Could you render all of the data below as a numbered list, skipping any blank lines? Leave the pictures out of your answer.

[Start of Given entries]

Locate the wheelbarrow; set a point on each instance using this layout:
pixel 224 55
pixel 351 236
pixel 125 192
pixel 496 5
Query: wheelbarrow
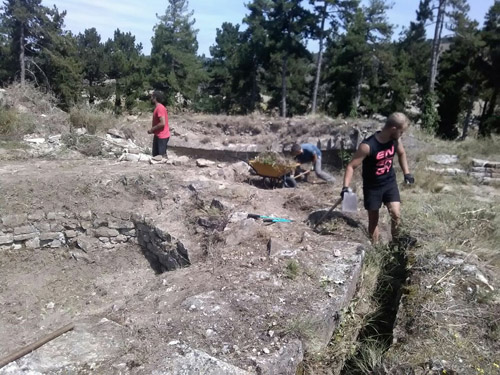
pixel 273 174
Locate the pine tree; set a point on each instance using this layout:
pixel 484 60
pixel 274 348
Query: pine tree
pixel 223 69
pixel 333 11
pixel 91 54
pixel 254 54
pixel 127 67
pixel 174 64
pixel 288 26
pixel 458 80
pixel 366 37
pixel 23 20
pixel 490 120
pixel 414 44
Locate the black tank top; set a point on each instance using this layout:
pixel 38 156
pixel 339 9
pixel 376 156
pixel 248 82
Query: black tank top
pixel 377 166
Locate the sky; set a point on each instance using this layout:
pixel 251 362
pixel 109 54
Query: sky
pixel 139 17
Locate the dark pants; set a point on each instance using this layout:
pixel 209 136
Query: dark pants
pixel 320 173
pixel 160 146
pixel 375 196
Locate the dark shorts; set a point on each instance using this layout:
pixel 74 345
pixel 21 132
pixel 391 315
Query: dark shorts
pixel 375 196
pixel 160 146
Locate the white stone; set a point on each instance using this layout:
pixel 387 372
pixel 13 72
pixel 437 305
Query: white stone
pixel 37 141
pixel 203 163
pixel 443 158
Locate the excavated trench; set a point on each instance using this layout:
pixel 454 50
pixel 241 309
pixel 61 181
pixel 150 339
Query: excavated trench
pixel 378 331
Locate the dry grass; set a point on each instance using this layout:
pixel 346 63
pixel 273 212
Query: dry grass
pixel 28 110
pixel 92 120
pixel 447 311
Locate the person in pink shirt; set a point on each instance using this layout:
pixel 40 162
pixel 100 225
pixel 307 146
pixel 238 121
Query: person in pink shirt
pixel 159 126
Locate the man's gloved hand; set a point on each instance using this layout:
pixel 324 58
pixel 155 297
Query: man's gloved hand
pixel 409 179
pixel 345 189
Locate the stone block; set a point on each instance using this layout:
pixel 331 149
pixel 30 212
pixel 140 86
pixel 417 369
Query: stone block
pixel 70 233
pixel 24 229
pixel 56 244
pixel 56 227
pixel 49 236
pixel 6 239
pixel 120 224
pixel 14 220
pixel 42 227
pixel 24 237
pixel 85 225
pixel 33 243
pixel 203 163
pixel 85 215
pixel 56 215
pixel 36 216
pixel 129 232
pixel 106 232
pixel 119 239
pixel 71 224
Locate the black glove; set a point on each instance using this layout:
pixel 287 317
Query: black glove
pixel 345 189
pixel 409 179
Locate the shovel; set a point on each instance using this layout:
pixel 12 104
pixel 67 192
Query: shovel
pixel 349 205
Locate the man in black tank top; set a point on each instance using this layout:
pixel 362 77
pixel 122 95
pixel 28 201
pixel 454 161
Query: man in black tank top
pixel 376 153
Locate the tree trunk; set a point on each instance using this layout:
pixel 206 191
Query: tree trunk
pixel 283 86
pixel 22 60
pixel 470 107
pixel 320 58
pixel 357 97
pixel 436 43
pixel 483 130
pixel 254 87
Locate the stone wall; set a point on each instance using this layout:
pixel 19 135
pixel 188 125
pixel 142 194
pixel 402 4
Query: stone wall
pixel 65 229
pixel 58 229
pixel 163 251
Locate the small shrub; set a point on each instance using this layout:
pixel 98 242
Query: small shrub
pixel 69 139
pixel 430 116
pixel 11 124
pixel 8 121
pixel 92 120
pixel 292 269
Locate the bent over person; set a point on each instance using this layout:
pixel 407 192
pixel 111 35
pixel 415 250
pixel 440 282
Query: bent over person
pixel 308 153
pixel 376 153
pixel 159 125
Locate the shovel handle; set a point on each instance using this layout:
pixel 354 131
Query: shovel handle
pixel 328 213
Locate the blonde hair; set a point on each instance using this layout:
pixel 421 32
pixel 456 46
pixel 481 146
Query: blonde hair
pixel 397 119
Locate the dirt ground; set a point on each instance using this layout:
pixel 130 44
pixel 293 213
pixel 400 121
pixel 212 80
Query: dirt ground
pixel 43 289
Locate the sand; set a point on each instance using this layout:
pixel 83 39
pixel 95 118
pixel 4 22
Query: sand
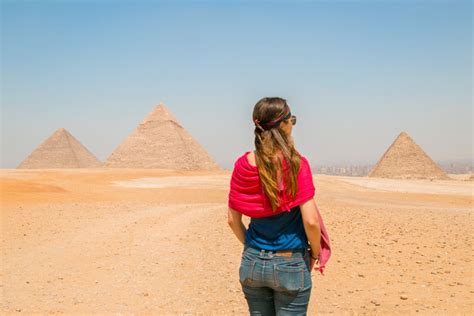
pixel 157 242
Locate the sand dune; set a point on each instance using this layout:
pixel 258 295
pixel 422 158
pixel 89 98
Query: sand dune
pixel 157 241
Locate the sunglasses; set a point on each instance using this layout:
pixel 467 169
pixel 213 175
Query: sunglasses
pixel 289 116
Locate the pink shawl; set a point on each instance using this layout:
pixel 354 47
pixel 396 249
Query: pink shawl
pixel 246 196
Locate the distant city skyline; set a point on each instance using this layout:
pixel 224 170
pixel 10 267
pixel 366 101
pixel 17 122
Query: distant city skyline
pixel 355 73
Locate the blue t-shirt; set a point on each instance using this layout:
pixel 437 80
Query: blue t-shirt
pixel 278 232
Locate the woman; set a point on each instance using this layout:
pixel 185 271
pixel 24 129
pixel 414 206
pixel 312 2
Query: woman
pixel 286 236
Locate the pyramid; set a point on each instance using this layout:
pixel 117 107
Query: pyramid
pixel 160 141
pixel 60 150
pixel 404 159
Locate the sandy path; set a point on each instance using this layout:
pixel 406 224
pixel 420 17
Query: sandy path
pixel 169 251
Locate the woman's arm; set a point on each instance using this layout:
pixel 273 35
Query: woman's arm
pixel 311 226
pixel 234 219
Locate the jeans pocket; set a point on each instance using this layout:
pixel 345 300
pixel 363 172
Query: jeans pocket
pixel 289 275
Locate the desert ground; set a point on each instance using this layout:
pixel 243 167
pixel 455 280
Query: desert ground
pixel 103 241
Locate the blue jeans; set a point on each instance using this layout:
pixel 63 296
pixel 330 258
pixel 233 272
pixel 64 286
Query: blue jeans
pixel 275 285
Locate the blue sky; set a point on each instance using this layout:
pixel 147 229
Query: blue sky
pixel 355 73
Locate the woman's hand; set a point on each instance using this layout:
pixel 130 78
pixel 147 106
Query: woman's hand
pixel 313 265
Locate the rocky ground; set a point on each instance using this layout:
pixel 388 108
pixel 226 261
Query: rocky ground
pixel 157 242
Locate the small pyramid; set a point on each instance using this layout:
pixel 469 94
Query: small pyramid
pixel 60 150
pixel 404 159
pixel 160 141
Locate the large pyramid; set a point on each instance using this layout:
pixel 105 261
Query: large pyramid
pixel 404 159
pixel 160 141
pixel 60 150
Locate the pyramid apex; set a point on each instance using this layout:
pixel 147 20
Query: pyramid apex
pixel 406 159
pixel 159 113
pixel 403 133
pixel 62 130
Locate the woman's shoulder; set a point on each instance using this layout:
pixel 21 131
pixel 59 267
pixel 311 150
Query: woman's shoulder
pixel 247 159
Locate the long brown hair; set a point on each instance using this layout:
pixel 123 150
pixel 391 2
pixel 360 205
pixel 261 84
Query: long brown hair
pixel 272 145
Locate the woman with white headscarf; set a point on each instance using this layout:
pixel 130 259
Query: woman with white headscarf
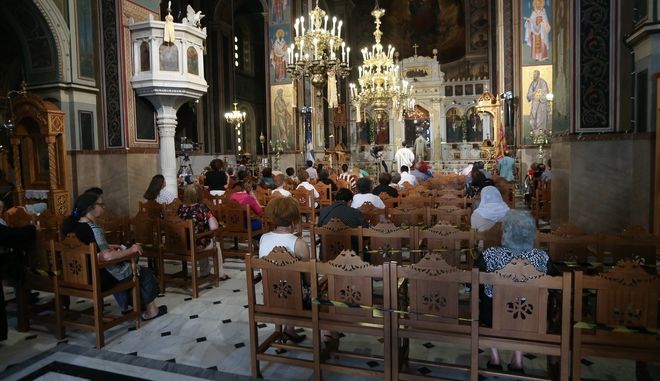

[End of Given entries]

Reply:
1. Locate the wheelbarrow; set a point on each instance using this layout:
2. pixel 224 55
3. pixel 351 236
4. pixel 125 192
5. pixel 496 5
6. Query: wheelbarrow
7. pixel 273 174
8. Locate the pine tree; set a point on each instance using this layout:
9. pixel 484 60
10. pixel 274 348
11. Query: pine tree
12. pixel 223 69
13. pixel 333 11
14. pixel 91 54
15. pixel 254 54
16. pixel 127 67
17. pixel 174 64
18. pixel 288 26
19. pixel 458 80
20. pixel 366 37
21. pixel 23 20
22. pixel 490 120
23. pixel 414 44
24. Locate the black tank top; set a point on each instance using this layout:
25. pixel 38 156
26. pixel 339 9
27. pixel 376 156
28. pixel 248 82
29. Query: black tank top
30. pixel 377 166
31. Locate the sky; set a point on each instance using this layout:
32. pixel 251 362
33. pixel 109 54
34. Query: sky
35. pixel 139 17
36. Locate the dark pants; set a point on each instance using this layout:
37. pixel 209 136
38. Query: dark pants
39. pixel 320 173
40. pixel 160 146
41. pixel 375 196
42. Locate the dark shorts; set a point on each instance using this layout:
43. pixel 74 345
44. pixel 21 132
45. pixel 391 315
46. Query: dark shorts
47. pixel 375 196
48. pixel 160 146
49. Locate the white stone; set a point on each instance using this layout:
50. pixel 387 372
51. pixel 13 72
52. pixel 437 305
53. Query: white stone
54. pixel 37 141
55. pixel 203 163
56. pixel 443 158
57. Locate the excavated trench; set a point on each instance using this layout:
58. pixel 454 50
59. pixel 241 309
60. pixel 61 181
61. pixel 150 339
62. Query: excavated trench
63. pixel 378 331
64. Locate the dry grass; set a point on each instance using this layout:
65. pixel 346 63
66. pixel 273 212
67. Query: dry grass
68. pixel 28 110
69. pixel 92 120
70. pixel 447 311
71. Locate the person in pink shirt; set a point on each instance using this layout:
72. pixel 40 162
73. pixel 100 225
74. pixel 307 146
75. pixel 238 121
76. Query: person in pink shirt
77. pixel 159 126
78. Locate the man's gloved hand; set a point on each instance using this layout:
79. pixel 324 58
80. pixel 155 297
81. Query: man's gloved hand
82. pixel 409 179
83. pixel 345 189
84. Locate the stone block; set a point on each instance using this layout:
85. pixel 331 149
86. pixel 30 212
87. pixel 140 86
88. pixel 417 369
89. Query: stone block
90. pixel 70 233
91. pixel 24 229
92. pixel 56 244
93. pixel 56 227
94. pixel 49 236
95. pixel 6 239
96. pixel 120 224
97. pixel 14 220
98. pixel 42 227
99. pixel 24 237
100. pixel 85 225
101. pixel 33 243
102. pixel 203 163
103. pixel 85 215
104. pixel 56 215
105. pixel 36 216
106. pixel 129 232
107. pixel 106 232
108. pixel 119 239
109. pixel 71 224
110. Locate the black glove; set a point on each instance using this layout:
111. pixel 287 317
112. Query: black glove
113. pixel 345 189
114. pixel 409 179
115. Locate the shovel; set a point on each instance using this layout:
116. pixel 12 104
117. pixel 67 192
118. Query: shovel
119. pixel 349 205
120. Locate the man in black tank top; set a point on each instance using this layout:
121. pixel 362 77
122. pixel 122 95
123. pixel 28 201
124. pixel 454 161
125. Query: man in black tank top
126. pixel 376 153
127. Locate the tree trunk; set a point on each instance using this layout:
128. pixel 206 191
129. Query: tree trunk
130. pixel 283 86
131. pixel 22 60
132. pixel 470 107
133. pixel 320 58
134. pixel 357 97
135. pixel 436 43
136. pixel 483 130
137. pixel 254 87
138. Locate the stone wall; set a point on each instance using this layout:
139. pixel 19 135
140. pixel 188 125
141. pixel 142 194
142. pixel 402 4
143. Query: stone wall
144. pixel 65 229
145. pixel 58 229
146. pixel 163 251
147. Locate the small shrub; set a point on each instance using this layout:
148. pixel 98 242
149. Query: small shrub
150. pixel 69 139
151. pixel 430 116
152. pixel 11 124
153. pixel 8 121
154. pixel 92 120
155. pixel 292 269
156. Locate the bent over person; set a point on each instance using this layout:
157. pixel 407 192
158. pixel 111 35
159. pixel 415 250
160. pixel 440 282
161. Query: bent over person
162. pixel 308 153
163. pixel 376 153
164. pixel 159 125
165. Locate the shovel handle; set a point on each instance using this layout:
166. pixel 354 131
167. Query: shovel handle
168. pixel 328 213
169. Locate the blonde hair; set a point on each instance using this layout:
170. pixel 421 32
171. pixel 456 46
172. pixel 481 146
173. Query: blonde hair
174. pixel 397 119
175. Locate the dirt ground; set a point on each instance using this layout:
176. pixel 130 44
177. pixel 293 213
178. pixel 400 121
179. pixel 212 80
180. Query: dirt ground
181. pixel 43 289
182. Locate the sand; set a point on each instance using this layout:
183. pixel 83 39
184. pixel 95 118
185. pixel 4 22
186. Query: sand
187. pixel 157 242
188. Locate the sand dune; set a point on each instance using this layout:
189. pixel 258 295
190. pixel 422 158
191. pixel 89 98
192. Query: sand dune
193. pixel 157 241
194. Locate the sunglasses; set a point on each instance using this layout:
195. pixel 467 169
196. pixel 213 175
197. Query: sunglasses
198. pixel 289 116
199. Locate the pink shawl; set a point on each instance using this layout:
200. pixel 354 47
201. pixel 396 249
202. Query: pink shawl
203. pixel 246 196
204. Locate the distant city skyline; set a point on each instance using this layout:
205. pixel 224 170
206. pixel 10 267
207. pixel 366 101
208. pixel 17 122
209. Query: distant city skyline
210. pixel 355 73
211. Locate the blue t-shirt; set a point on each instance using this layout:
212. pixel 437 80
213. Query: blue t-shirt
214. pixel 278 232
215. Locate the woman; set a point on each instance using this layout:
216. pixel 185 271
217. pixel 24 129
218. pixel 414 206
219. pixel 312 2
220. Query: woman
221. pixel 286 236
222. Locate the pyramid; set a point on each instance using this layout:
223. pixel 117 107
224. Query: pyramid
225. pixel 160 141
226. pixel 60 150
227. pixel 404 159
228. Locate the sandy path; set a point on each instance using this layout:
229. pixel 406 224
230. pixel 420 17
231. Query: sandy path
232. pixel 169 251
233. Locate the woman's arm; set a point on each instance using this layout:
234. pixel 273 35
235. Query: woman's arm
236. pixel 311 226
237. pixel 234 219
238. Locate the jeans pocket; set a point on each instance using this layout:
239. pixel 345 300
240. pixel 363 172
241. Query: jeans pocket
242. pixel 289 275
243. Locate the desert ground; set a point on each instance using this layout:
244. pixel 243 167
245. pixel 455 280
246. Query: desert ground
247. pixel 103 241
248. Locate the blue jeans; set a point on each instance using this layout:
249. pixel 63 296
250. pixel 330 258
251. pixel 233 272
252. pixel 64 286
253. Query: blue jeans
254. pixel 275 285
255. Locate the blue sky; set a point on each instance using this layout:
256. pixel 147 229
257. Query: blue sky
258. pixel 355 73
259. Locate the woman's hand; set a point on each instance using this layout:
260. pixel 130 78
261. pixel 147 106
262. Query: woman's hand
263. pixel 313 265
264. Locate the rocky ground; set a point on each instance using this layout:
265. pixel 388 108
266. pixel 226 261
267. Query: rocky ground
268. pixel 157 242
269. Locate the small pyramid; set a point on each instance using this layout:
270. pixel 469 94
271. Query: small pyramid
272. pixel 60 150
273. pixel 404 159
274. pixel 160 141
275. Locate the large pyramid; set a point on each instance using this layout:
276. pixel 105 261
277. Query: large pyramid
278. pixel 404 159
279. pixel 160 141
280. pixel 60 150
281. Locate the pyramid apex; set a point on each instance using this layout:
282. pixel 147 20
283. Query: pyramid apex
284. pixel 406 159
285. pixel 159 113
286. pixel 403 133
287. pixel 62 130
288. Locate the woman's shoulder; set a point on each instance using this layout:
289. pixel 21 131
290. pixel 59 267
291. pixel 311 150
292. Query: woman's shoulder
293. pixel 247 159
294. Locate the long brown hair; set a point on each instance using this layout:
295. pixel 123 150
296. pixel 391 2
297. pixel 360 205
298. pixel 261 84
299. Query: long brown hair
300. pixel 272 145
301. Locate the woman with white headscarf; set a point on each instance using this layout:
302. pixel 130 259
303. Query: woman with white headscarf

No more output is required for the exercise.